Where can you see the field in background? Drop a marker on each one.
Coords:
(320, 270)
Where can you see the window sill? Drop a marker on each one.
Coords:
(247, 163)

** Task directions **
Your answer should consist of the lines from the line with "Where can you see the window" through the last line of the data, set down exactly, both included.

** Finished task **
Where can you see the window sill? Drop a marker on each one.
Coords:
(247, 163)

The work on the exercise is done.